Reproduce every one of the following items word for word, keeping all lines in their original order.

--- Begin ---

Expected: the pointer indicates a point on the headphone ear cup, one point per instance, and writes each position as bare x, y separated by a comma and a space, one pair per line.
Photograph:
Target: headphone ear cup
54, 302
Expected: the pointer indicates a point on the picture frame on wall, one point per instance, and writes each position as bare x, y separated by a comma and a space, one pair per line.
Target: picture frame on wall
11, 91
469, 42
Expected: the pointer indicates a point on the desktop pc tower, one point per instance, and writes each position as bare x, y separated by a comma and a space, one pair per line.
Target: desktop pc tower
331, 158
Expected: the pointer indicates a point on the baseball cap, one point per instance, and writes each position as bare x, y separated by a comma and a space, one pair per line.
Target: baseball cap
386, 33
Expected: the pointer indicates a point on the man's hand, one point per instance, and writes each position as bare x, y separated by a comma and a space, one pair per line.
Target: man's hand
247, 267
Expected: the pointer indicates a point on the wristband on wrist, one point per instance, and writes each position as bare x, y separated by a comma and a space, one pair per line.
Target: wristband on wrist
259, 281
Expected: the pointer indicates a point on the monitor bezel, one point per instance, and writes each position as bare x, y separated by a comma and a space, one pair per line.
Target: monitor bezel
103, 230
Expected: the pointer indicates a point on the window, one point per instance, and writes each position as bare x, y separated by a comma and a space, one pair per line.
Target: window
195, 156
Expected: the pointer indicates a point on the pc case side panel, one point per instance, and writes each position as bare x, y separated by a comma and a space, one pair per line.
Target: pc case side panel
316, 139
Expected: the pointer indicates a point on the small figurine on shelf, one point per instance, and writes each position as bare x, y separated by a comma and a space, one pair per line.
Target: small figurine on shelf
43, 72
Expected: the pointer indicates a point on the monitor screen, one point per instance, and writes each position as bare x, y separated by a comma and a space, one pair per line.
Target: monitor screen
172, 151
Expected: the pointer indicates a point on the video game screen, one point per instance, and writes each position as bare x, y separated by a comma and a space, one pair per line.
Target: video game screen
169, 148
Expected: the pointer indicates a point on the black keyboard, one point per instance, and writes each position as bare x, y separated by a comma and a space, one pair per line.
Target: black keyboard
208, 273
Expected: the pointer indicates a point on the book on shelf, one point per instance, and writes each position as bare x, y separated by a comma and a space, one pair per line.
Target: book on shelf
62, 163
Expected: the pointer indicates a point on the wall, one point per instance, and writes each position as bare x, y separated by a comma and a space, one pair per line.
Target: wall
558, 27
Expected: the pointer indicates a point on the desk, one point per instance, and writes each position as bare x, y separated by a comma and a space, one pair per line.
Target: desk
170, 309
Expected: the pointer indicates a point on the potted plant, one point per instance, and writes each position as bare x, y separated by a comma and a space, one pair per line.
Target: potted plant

--- End ---

**SOLVED PROBLEM:**
Expected: the pointer indicates a point on the headphone ear cup, one point per instance, and writes each position as bare x, y separated by a comma and a space, one pair per line.
Photograph:
Target: headphone ear cup
54, 302
Expected: the pointer indicates a point on the picture frame on wall, one point per instance, and writes each position as bare x, y separated by a comma and a space, one pair per line.
Target: picture frame on wall
11, 91
469, 42
Expected: the pointer indicates a point on the desktop pc tower, one point per instance, and writes each position as bare x, y separated by a comma and a space, one pair per line.
Target: desktop pc tower
331, 158
Expected: the pointer indicates a point on the baseball cap, one point per instance, and writes each position as bare x, y separated by a comma and a space, one pair per line.
Target: baseball cap
386, 33
Expected: the pointer indicates a point on the man's hand, one point per instance, and writes each position as bare x, y separated by a comma and a space, one pair per line.
Target: man's hand
247, 267
Expected: the pointer indicates a point on the wristband on wrist, one point per instance, and writes each position as bare x, y separated by a comma and a space, one pair per line.
Target: wristband on wrist
259, 281
Expected: the pointer indicates a point on the monitor bezel, one point per instance, and writes each position as bare x, y separated by a comma and a space, one pair per line.
Target: monitor bezel
103, 230
Expected: the pointer indicates a point on the window, one point per instance, and writes each position as bare x, y separated by a comma and a space, one pair per line.
Target: window
195, 156
Expected: the pointer indicates a point on the pc case side panel, one point per instance, and writes each position as bare x, y separated by a comma and a space, one pair per line.
Target: pc case side panel
316, 139
Expected: the pointer indicates a point on the small figurine on shelf, one point per instance, and writes each position as bare x, y separated by a comma and a space, one pair per line.
Target: small figurine on shelf
43, 72
Expected: the pointer indicates a point on the monitor screen, one point per instance, and writes each position as bare x, y separated by a comma and a space, one pair per line.
Target: monitor screen
172, 151
Expected: the pointer indicates a point on the video game screen, one point per instance, and writes each position as bare x, y separated by a comma and a space, one pair per line.
Target: video game screen
169, 148
Expected: the pointer indicates a point on the black keyboard, one point per instance, and writes each position as bare x, y separated by a comma and a space, one pair per line.
Target: black keyboard
208, 273
Expected: the pointer indicates a point on the book on shelf, one point per instance, and writes each position as bare x, y separated by a comma and a space, one pair per line.
Target: book on shelf
62, 163
Expected: the pointer indicates a point on the wall, one point per instance, and writes each position as bare x, y separated by a comma and a space, one pair per line.
Target: wall
558, 27
Expected: the pointer indicates a point on the desk, one point per instance, and writes each position as bare x, y separated by a comma and a space, one pair per line.
Target: desk
170, 309
Expected: the pointer indicates a point on the potted plant, one point per instance, and writes each position as bare x, y separated by a comma and a space, one pair per line.
Target: potted plant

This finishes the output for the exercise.